= YOUR OBJECTIVE =
The listing below holds a line with "shore with a dot." and a later line with "Phrase: dirt path". Write out those two lines and every line between them, exactly, and nothing else.

= DATA EXCERPTS =
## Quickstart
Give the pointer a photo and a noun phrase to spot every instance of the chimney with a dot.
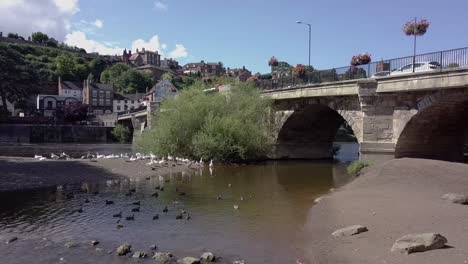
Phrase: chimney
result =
(60, 86)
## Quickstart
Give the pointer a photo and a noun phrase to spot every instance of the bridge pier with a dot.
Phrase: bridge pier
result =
(419, 115)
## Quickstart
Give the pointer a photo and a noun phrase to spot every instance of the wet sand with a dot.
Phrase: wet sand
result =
(27, 173)
(393, 199)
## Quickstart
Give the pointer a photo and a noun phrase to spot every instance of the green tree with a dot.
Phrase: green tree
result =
(121, 133)
(39, 38)
(17, 78)
(126, 79)
(97, 66)
(52, 43)
(224, 127)
(65, 67)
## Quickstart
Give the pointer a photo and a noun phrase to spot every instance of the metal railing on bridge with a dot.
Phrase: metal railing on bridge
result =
(447, 59)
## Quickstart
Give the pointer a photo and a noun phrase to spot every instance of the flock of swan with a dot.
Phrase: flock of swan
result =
(154, 160)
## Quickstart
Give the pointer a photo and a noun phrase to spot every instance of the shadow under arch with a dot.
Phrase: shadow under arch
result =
(309, 133)
(439, 131)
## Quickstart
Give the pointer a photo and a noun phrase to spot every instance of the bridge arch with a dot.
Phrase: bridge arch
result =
(437, 128)
(307, 128)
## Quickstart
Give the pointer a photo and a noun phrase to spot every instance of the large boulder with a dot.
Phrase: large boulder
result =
(139, 254)
(162, 257)
(208, 257)
(456, 198)
(123, 249)
(350, 231)
(419, 243)
(188, 260)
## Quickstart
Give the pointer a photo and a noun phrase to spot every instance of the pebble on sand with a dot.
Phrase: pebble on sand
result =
(419, 243)
(350, 231)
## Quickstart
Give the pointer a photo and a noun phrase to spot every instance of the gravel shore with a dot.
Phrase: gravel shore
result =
(28, 173)
(393, 199)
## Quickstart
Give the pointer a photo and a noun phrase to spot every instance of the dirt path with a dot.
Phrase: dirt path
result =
(393, 199)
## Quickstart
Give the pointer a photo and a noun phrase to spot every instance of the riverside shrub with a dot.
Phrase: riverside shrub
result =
(224, 127)
(356, 167)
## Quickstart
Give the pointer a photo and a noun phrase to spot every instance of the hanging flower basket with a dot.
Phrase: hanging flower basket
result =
(361, 59)
(273, 62)
(416, 28)
(299, 71)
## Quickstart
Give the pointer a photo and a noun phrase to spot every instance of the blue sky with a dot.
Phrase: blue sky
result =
(241, 32)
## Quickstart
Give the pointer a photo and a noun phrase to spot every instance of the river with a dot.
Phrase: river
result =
(274, 200)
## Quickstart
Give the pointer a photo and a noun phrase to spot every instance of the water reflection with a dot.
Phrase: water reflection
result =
(274, 199)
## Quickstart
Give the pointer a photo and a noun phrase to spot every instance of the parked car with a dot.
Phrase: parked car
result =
(419, 67)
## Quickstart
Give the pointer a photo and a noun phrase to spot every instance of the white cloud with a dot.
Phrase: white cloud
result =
(49, 16)
(153, 44)
(98, 23)
(67, 6)
(179, 52)
(79, 39)
(160, 5)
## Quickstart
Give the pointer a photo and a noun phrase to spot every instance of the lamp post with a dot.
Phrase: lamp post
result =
(310, 29)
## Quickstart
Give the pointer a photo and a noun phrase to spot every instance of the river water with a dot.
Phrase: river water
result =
(274, 202)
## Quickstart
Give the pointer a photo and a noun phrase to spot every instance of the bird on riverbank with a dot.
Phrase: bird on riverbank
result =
(119, 215)
(130, 217)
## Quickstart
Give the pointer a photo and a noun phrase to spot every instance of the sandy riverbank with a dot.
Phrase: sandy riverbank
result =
(393, 199)
(27, 173)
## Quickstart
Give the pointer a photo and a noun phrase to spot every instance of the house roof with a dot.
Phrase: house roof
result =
(134, 97)
(134, 56)
(72, 86)
(101, 86)
(163, 89)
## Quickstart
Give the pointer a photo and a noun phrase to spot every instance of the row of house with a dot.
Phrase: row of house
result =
(100, 99)
(151, 62)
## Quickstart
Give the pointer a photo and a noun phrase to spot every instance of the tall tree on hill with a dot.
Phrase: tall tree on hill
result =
(65, 67)
(17, 78)
(39, 38)
(126, 79)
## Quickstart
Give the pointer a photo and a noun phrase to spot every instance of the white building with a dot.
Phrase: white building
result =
(10, 107)
(70, 89)
(127, 102)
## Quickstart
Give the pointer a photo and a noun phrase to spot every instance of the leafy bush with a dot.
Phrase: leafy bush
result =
(224, 127)
(121, 133)
(356, 167)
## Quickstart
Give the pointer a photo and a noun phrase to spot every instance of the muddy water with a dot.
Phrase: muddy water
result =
(273, 198)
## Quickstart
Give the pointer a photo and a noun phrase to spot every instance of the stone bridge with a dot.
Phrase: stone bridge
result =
(422, 115)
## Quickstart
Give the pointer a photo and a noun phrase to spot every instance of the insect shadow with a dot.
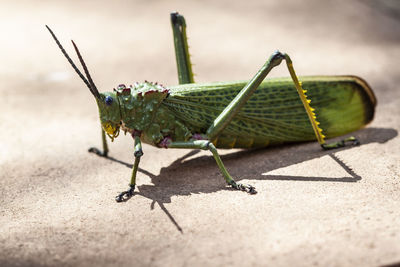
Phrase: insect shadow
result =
(246, 164)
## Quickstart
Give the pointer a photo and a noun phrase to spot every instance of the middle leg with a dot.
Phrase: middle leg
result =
(207, 145)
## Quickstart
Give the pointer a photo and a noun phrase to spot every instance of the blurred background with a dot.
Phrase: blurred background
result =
(48, 118)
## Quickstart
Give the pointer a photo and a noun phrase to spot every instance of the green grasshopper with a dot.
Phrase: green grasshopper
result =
(248, 114)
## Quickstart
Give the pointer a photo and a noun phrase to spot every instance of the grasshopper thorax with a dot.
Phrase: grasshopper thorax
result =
(140, 105)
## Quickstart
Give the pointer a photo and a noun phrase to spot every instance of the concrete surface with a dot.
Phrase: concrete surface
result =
(57, 205)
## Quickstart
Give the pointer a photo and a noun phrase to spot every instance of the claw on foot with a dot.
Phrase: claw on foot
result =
(244, 187)
(97, 152)
(342, 143)
(124, 196)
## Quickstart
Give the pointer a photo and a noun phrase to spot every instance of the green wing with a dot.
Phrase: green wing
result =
(274, 114)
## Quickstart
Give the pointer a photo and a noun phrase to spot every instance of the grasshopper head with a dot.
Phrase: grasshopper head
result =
(110, 114)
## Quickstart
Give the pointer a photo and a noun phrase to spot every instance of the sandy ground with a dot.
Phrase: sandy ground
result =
(57, 205)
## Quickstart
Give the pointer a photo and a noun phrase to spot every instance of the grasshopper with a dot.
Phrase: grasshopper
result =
(245, 114)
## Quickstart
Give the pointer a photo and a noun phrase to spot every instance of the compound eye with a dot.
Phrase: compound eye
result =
(108, 100)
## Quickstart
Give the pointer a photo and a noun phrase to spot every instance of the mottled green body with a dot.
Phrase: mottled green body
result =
(273, 115)
(249, 114)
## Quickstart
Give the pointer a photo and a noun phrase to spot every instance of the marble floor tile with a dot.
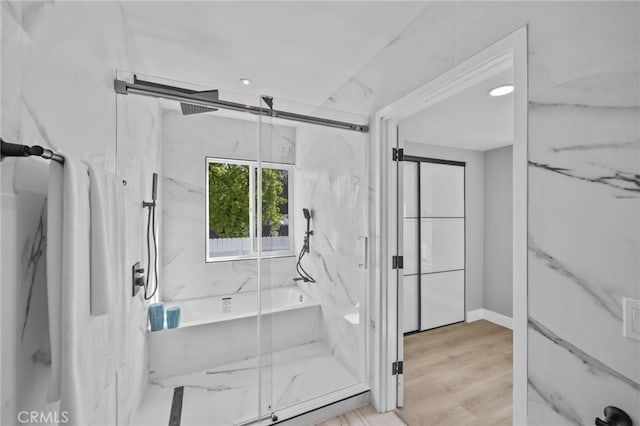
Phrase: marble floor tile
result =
(229, 394)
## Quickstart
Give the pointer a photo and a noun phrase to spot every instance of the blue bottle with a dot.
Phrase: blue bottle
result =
(173, 317)
(156, 316)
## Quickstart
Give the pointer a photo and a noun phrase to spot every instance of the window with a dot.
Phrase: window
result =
(232, 231)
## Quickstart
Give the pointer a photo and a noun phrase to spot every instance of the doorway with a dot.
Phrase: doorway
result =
(434, 243)
(510, 52)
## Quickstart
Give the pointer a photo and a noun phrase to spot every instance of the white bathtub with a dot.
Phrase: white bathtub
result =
(215, 330)
(206, 310)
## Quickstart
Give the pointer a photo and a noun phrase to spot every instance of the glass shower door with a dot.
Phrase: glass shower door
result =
(313, 261)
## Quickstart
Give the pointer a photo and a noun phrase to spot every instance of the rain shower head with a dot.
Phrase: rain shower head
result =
(207, 95)
(189, 109)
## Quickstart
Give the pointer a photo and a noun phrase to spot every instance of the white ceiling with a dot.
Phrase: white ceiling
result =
(471, 119)
(302, 51)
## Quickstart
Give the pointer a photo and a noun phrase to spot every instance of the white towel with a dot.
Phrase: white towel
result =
(81, 352)
(107, 239)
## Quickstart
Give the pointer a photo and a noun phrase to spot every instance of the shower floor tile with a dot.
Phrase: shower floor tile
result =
(228, 394)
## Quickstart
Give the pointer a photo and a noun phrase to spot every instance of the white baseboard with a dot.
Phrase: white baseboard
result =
(491, 316)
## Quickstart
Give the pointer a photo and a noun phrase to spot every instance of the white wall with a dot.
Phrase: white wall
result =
(583, 230)
(474, 209)
(58, 66)
(186, 142)
(498, 232)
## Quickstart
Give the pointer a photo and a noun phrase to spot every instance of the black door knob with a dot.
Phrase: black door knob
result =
(613, 416)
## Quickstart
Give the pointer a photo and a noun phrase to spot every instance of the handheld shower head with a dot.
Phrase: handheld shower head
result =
(154, 187)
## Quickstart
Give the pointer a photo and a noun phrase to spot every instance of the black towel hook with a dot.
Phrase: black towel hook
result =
(614, 416)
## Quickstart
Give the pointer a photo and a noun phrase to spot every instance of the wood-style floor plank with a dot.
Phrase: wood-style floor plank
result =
(365, 416)
(458, 375)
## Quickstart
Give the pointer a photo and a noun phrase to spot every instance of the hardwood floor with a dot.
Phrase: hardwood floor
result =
(458, 375)
(365, 416)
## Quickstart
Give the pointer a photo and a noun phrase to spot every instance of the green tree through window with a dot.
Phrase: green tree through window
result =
(229, 199)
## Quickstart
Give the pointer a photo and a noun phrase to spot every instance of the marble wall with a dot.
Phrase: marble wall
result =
(186, 142)
(584, 141)
(57, 91)
(331, 181)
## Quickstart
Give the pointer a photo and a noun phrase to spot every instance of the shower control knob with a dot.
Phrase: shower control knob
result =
(614, 416)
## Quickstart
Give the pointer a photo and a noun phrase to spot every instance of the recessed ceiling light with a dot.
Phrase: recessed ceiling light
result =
(505, 89)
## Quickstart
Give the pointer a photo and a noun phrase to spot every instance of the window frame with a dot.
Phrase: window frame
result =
(253, 226)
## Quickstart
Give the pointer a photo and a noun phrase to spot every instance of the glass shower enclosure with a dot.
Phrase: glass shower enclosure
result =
(262, 242)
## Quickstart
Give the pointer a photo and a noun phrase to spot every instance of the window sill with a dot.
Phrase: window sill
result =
(249, 257)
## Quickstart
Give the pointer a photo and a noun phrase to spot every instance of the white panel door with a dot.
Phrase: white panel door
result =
(411, 239)
(442, 299)
(442, 245)
(411, 301)
(441, 190)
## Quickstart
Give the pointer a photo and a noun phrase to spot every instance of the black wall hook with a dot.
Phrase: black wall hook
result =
(614, 416)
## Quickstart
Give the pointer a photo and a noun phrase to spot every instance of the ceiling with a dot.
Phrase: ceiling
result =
(470, 119)
(302, 51)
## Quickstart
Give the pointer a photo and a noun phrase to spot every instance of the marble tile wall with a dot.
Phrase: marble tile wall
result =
(186, 142)
(57, 91)
(584, 141)
(331, 181)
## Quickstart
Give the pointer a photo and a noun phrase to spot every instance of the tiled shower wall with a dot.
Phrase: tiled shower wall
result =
(331, 181)
(584, 154)
(186, 143)
(57, 91)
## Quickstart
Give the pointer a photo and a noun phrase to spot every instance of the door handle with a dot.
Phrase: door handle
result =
(614, 416)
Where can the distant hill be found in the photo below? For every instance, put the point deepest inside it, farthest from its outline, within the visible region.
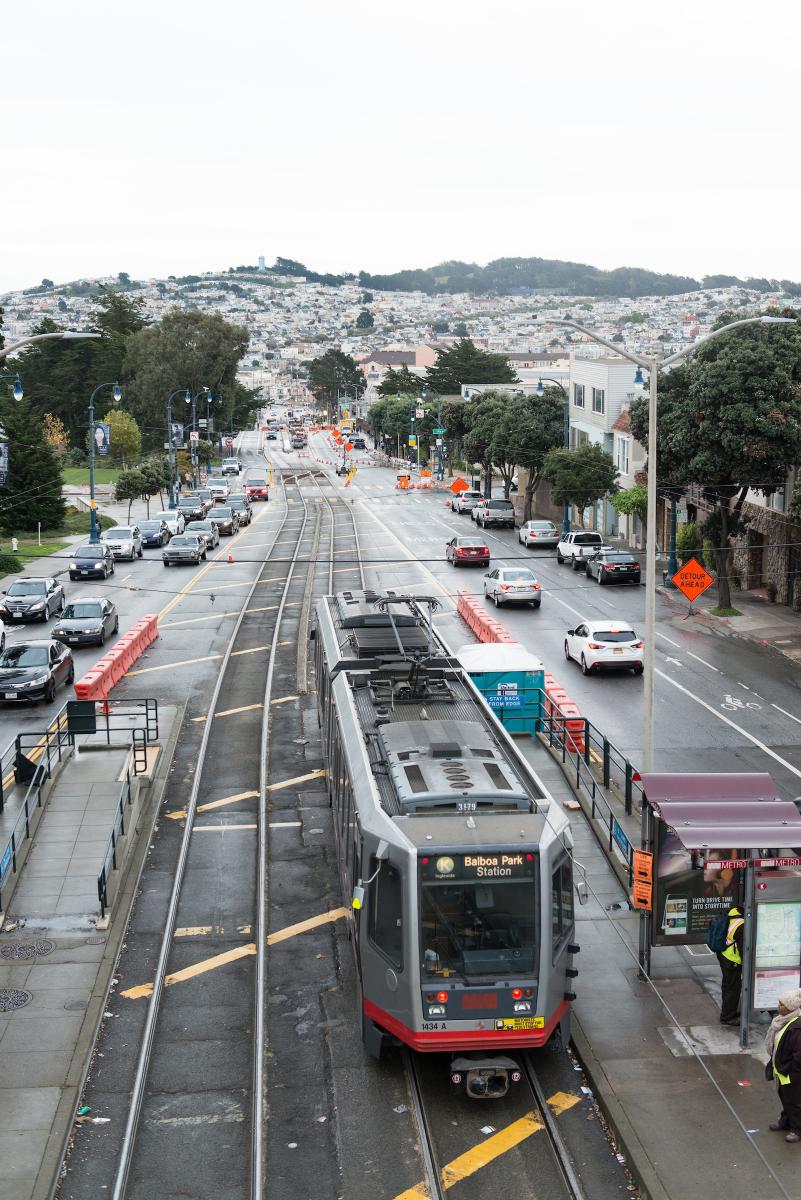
(507, 276)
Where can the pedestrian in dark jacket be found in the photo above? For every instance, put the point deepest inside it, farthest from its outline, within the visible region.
(730, 960)
(783, 1044)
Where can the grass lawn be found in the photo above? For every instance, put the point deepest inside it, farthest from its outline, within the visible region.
(78, 475)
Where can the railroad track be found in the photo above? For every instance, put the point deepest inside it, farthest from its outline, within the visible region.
(543, 1158)
(233, 765)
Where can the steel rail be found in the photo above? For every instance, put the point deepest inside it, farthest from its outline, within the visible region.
(149, 1031)
(257, 1133)
(560, 1152)
(433, 1181)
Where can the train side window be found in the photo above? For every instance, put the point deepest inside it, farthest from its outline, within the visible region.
(386, 912)
(561, 903)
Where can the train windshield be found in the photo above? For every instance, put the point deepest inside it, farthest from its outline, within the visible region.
(479, 928)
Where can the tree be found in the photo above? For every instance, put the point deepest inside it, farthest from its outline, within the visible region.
(579, 477)
(399, 382)
(126, 437)
(331, 373)
(730, 420)
(130, 486)
(32, 492)
(187, 349)
(530, 429)
(631, 502)
(464, 363)
(55, 435)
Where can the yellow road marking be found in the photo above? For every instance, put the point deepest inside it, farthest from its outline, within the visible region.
(302, 927)
(492, 1147)
(193, 971)
(229, 712)
(222, 828)
(297, 779)
(240, 952)
(212, 804)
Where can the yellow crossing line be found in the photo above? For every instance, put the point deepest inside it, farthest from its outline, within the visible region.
(240, 952)
(487, 1151)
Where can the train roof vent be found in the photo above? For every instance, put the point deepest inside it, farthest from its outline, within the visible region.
(439, 765)
(356, 610)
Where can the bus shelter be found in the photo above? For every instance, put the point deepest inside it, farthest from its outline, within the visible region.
(711, 840)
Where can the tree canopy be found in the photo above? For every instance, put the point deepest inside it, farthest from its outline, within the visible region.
(579, 477)
(464, 363)
(729, 420)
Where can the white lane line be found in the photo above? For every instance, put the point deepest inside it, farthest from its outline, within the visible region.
(664, 637)
(704, 661)
(786, 712)
(733, 725)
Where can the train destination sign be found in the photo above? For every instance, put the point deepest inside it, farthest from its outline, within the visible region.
(486, 865)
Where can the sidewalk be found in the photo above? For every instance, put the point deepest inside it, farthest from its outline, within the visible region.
(690, 1108)
(55, 963)
(774, 625)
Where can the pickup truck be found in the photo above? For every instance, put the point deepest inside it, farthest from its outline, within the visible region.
(579, 545)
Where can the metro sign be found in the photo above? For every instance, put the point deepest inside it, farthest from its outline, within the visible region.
(692, 580)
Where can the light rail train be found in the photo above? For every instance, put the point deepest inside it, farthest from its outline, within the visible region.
(455, 862)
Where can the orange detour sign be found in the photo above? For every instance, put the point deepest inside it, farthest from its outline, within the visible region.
(693, 580)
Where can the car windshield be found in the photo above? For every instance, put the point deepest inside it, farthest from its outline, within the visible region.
(82, 611)
(479, 928)
(24, 657)
(28, 587)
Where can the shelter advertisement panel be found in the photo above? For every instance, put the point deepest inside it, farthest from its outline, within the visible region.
(687, 893)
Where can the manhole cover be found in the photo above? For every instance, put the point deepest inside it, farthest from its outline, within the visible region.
(26, 949)
(13, 997)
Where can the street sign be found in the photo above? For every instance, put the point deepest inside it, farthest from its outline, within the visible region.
(692, 580)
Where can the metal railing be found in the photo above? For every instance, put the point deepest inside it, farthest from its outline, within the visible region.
(118, 831)
(35, 768)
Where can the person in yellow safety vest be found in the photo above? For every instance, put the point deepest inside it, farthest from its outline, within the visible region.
(730, 960)
(783, 1044)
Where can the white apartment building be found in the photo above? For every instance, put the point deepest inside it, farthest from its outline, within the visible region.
(600, 390)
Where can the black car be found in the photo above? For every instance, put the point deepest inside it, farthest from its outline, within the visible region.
(31, 671)
(86, 622)
(226, 519)
(154, 533)
(31, 600)
(192, 508)
(613, 567)
(91, 562)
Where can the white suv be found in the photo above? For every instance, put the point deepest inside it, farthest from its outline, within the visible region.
(579, 545)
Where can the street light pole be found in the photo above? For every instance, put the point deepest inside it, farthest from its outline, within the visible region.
(94, 537)
(67, 334)
(654, 366)
(170, 448)
(540, 390)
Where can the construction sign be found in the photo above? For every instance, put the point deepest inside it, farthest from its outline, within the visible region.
(692, 580)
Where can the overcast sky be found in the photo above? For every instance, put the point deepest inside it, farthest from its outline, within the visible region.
(161, 138)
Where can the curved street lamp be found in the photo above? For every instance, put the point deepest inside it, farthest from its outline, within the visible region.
(94, 535)
(654, 365)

= WRITTEN RESPONSE =
Give the pointer a photo and a noun phrase to spot every instance of the gravel shore with a dot.
Phrase: gravel shore
result =
(28, 173)
(393, 199)
## Quickstart
Give the pointer a photo and a noun phrase to spot every instance of the dirt path with a dot.
Phrase: dirt path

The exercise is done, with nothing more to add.